Pointing and labeling entries —
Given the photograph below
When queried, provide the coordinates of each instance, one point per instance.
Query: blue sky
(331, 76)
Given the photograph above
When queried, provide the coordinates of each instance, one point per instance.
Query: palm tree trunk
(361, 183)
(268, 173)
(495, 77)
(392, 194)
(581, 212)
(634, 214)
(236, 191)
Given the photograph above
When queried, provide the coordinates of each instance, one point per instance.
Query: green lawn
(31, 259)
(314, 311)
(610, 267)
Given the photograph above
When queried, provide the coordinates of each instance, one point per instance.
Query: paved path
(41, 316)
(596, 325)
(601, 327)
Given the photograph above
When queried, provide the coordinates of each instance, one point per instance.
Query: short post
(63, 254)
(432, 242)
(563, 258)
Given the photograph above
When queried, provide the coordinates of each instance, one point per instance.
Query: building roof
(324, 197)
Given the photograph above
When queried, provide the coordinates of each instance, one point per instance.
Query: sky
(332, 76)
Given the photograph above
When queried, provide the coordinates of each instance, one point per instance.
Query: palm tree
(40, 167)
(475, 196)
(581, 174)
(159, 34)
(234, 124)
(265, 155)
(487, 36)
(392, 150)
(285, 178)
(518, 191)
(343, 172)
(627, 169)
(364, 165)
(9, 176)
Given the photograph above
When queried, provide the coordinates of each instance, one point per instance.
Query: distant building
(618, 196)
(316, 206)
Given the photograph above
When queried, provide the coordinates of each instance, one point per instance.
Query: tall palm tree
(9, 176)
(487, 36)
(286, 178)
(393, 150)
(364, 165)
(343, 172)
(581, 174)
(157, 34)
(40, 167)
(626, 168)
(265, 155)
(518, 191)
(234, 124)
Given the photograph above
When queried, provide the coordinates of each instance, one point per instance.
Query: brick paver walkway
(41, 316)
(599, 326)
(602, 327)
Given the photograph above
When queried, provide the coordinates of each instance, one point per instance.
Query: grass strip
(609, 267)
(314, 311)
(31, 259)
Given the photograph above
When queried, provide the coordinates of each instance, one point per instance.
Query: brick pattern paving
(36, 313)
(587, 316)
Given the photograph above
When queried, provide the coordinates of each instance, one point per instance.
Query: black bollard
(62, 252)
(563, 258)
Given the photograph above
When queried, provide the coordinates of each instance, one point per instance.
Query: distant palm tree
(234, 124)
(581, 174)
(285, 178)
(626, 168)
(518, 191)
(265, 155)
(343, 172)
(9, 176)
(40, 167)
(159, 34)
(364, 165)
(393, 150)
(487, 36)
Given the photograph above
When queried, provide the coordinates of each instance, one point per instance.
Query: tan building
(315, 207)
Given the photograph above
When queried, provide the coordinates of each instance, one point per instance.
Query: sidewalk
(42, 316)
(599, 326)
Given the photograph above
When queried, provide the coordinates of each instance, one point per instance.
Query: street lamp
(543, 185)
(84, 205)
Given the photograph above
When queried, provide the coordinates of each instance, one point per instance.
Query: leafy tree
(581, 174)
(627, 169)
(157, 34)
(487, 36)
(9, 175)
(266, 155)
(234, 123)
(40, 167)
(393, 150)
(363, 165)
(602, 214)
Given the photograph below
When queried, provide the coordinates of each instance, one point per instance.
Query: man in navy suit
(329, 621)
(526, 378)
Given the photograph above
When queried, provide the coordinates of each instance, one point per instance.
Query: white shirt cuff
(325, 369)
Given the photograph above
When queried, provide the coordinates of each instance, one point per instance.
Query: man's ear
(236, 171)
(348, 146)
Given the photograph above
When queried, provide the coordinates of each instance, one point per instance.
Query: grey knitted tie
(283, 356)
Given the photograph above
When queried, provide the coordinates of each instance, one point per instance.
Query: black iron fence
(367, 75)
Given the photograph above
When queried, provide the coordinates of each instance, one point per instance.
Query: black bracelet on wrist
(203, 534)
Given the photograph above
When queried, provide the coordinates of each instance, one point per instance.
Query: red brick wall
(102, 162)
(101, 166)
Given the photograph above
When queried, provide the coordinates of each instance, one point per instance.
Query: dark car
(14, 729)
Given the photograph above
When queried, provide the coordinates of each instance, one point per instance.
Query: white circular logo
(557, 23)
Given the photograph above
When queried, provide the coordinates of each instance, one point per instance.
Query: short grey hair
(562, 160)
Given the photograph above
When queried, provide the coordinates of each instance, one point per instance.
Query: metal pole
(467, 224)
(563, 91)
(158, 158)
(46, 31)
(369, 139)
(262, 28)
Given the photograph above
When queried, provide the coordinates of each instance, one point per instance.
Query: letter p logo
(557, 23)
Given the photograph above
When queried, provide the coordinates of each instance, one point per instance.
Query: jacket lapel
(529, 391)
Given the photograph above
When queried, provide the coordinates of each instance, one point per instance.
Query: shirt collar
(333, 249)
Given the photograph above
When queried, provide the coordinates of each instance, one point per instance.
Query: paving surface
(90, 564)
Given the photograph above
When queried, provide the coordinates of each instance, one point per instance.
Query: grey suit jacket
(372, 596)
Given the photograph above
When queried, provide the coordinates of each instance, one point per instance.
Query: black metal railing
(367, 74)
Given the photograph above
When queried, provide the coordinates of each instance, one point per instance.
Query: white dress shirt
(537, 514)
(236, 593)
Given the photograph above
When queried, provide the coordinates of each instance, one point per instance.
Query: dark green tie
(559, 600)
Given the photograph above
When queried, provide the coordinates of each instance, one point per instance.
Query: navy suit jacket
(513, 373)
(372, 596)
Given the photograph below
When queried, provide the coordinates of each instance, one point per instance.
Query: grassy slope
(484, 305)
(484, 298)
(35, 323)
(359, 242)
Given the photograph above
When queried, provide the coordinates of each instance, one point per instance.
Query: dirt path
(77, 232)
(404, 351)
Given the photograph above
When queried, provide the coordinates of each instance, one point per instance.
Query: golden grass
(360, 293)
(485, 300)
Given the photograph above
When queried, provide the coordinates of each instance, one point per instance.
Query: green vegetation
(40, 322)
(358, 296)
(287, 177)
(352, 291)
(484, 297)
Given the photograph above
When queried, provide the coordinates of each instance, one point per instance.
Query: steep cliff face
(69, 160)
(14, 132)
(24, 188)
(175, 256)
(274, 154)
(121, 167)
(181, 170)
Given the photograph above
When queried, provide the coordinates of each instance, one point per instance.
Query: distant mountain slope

The problem — Repeat each record exactly. Omit nothing.

Exercise response —
Given the photograph below
When queried, provide the coordinates of each instance, one point per instance.
Query: blue sky
(331, 76)
Given the photograph above
When queried, provide the coordinates of each instance, one point per instance.
Query: palm tree trunk
(361, 183)
(268, 173)
(495, 77)
(392, 194)
(581, 212)
(634, 214)
(236, 191)
Given the photograph above
When queried, provide the coordinates of each instance, one point per instance.
Query: green lawn
(31, 259)
(314, 311)
(610, 267)
Given the photograph above
When queried, provide the coordinates of each instance, one point per instance.
Query: paved path
(41, 316)
(596, 325)
(601, 327)
Given the photograph above
When queried, provide the coordinates of each instance, one point per instance.
Query: short post
(63, 254)
(432, 242)
(563, 258)
Given the photograph above
When queried, provide the coordinates of each instance, one point per instance.
Query: building roof
(324, 197)
Given the photograph above
When queried, provide the coordinates of each instance, one point per instance.
Query: sky
(332, 76)
Given the photograph above
When queried, provide the coordinates of each instance, one point per instance.
Query: palm tree
(40, 167)
(475, 196)
(581, 174)
(159, 34)
(234, 124)
(265, 155)
(487, 36)
(392, 150)
(285, 178)
(518, 191)
(343, 172)
(627, 169)
(364, 165)
(9, 176)
Given the photograph above
When queried, provide the coordinates of each instance, one point per instance.
Query: distant building
(618, 196)
(316, 206)
Given the photograph above
When queried, provide the coordinates of each instance, one point per instance.
Query: tall palm tree
(9, 176)
(487, 36)
(286, 178)
(393, 150)
(364, 165)
(343, 172)
(581, 174)
(157, 34)
(40, 167)
(626, 168)
(265, 155)
(518, 191)
(234, 124)
Given the photograph above
When queried, provide the coordinates of each instance, one point per instance.
Query: brick paver walkway
(41, 316)
(599, 326)
(602, 327)
Given the photograph above
When queried, provide the coordinates of each instance, one point per instance.
Query: grass strip
(609, 267)
(314, 311)
(31, 259)
Given the photograph above
When queried, provide the coordinates of each instance, one point per instance.
Query: brick pattern paving
(36, 313)
(587, 316)
Given the photograph above
When queried, provide the coordinates of each instance, one point per instance.
Query: black bollard
(62, 252)
(563, 258)
Given the photograph above
When queried, provide the coordinates of each instance, one point per instance.
Query: distant palm tree
(234, 124)
(581, 174)
(285, 178)
(626, 168)
(518, 191)
(265, 155)
(343, 172)
(9, 176)
(40, 167)
(159, 34)
(364, 165)
(393, 150)
(487, 36)
Given the photograph above
When queried, provide the coordinates of each instance, one point per instance.
Query: tan building
(315, 207)
Given the photograph above
When queried, provide the coordinates of each instance, one point per instance.
Query: sidewalk
(42, 316)
(599, 326)
Given the photograph above
When queried, provide the coordinates of each instance, one point per instance.
Query: street lamp
(543, 185)
(84, 205)
Given the photograph above
When queried, provide the coordinates of each instance, one point per instance.
Query: leafy tree
(581, 174)
(627, 169)
(157, 34)
(487, 36)
(9, 175)
(266, 155)
(234, 123)
(40, 167)
(393, 150)
(363, 165)
(602, 214)
Given the photograph below
When queried, provide the coordinates of each instance, one point per instance.
Query: man in navy suit
(329, 621)
(526, 378)
Given the photograph above
When queried, provide the coordinates of each instance, one point per instance.
Query: white shirt cuff
(325, 369)
Given the photograph above
When queried, provide the coordinates of each instance, one point per instance.
Query: man's ear
(236, 171)
(348, 146)
Given the photograph above
When queried, provide the coordinates of each instance, one point per instance.
Query: grey knitted tie
(283, 356)
Given the photograph above
When queried, provide the coordinates of each instance, one point per instance.
Query: black iron fence
(367, 75)
Given the photograph above
When queried, provide the coordinates of each instance, one point per instance.
Query: black bracelet on wrist
(203, 534)
Given the photograph above
When queried, provide the coordinates of each instance, one point per instance.
Query: red brick wall
(102, 162)
(101, 166)
Given the photograph above
When queried, provide the coordinates of each instance, one point per instance.
Query: dark car
(14, 729)
Given the photograph above
When queried, provide the coordinates of each instance, one point per instance.
Query: white circular logo
(557, 23)
Given the photograph above
When queried, provide the coordinates of each instance, one point per instance.
Query: short grey hair
(562, 160)
Given the photograph above
When queried, provide the coordinates of each instance, one point per instance.
Query: metal pole
(467, 224)
(563, 91)
(158, 158)
(46, 31)
(369, 139)
(262, 28)
Given the photograph above
When queried, provide the coordinates of each instance, one point per instance.
Query: letter p logo
(557, 23)
Given the photograph above
When queried, provide the coordinates of each instance, one point per instance.
Query: jacket lapel
(529, 391)
Given the photograph above
When queried, provide the coordinates of each instance, one point per instance.
Query: shirt collar
(333, 249)
Given the photograph above
When queried, provide the coordinates of each instance, one point per instance.
Query: paving surface
(90, 564)
Given the photograph above
When queried, provide the coordinates of each instance, one point per instance.
Query: grey suit jacket
(372, 596)
Given the photograph above
When queried, provide the coordinates of each instance, one point per instance.
Query: black metal railing
(367, 74)
Given the photograph above
When queried, provide the coordinates of each instance, one point per instance.
Query: white dress shirt
(537, 514)
(236, 593)
Given the photograph above
When queried, provide the coordinates of each instance, one point per instance.
Query: dark green tie
(559, 600)
Given the photograph above
When queried, provide the coordinates of each instance, one point per instance.
Query: navy suit jacket
(513, 373)
(372, 596)
Given the photograph below
When queried, provide the coordinates of each instance, one point per instance.
Query: grassy slope
(484, 305)
(484, 298)
(35, 323)
(359, 242)
Given the photograph above
When queried, provide the coordinates of each instance, one point per instance.
Query: dirt path
(77, 232)
(404, 351)
Given the photograph above
When queried, provide the coordinates of each instance, one point per instance.
Query: golden grass
(360, 293)
(485, 300)
Given the photograph above
When queried, provide the coordinates of each instance, one point per instance.
Query: green vegetation
(40, 322)
(358, 296)
(287, 177)
(352, 291)
(484, 297)
Given the photograph above
When queried, provide the coordinates of each instance, one point per instance.
Query: steep cliff face
(69, 160)
(14, 132)
(24, 188)
(175, 256)
(274, 154)
(121, 167)
(181, 170)
Given the photograph above
When queried, provide the coordinates of each instance, one point per instance.
Query: distant mountain slope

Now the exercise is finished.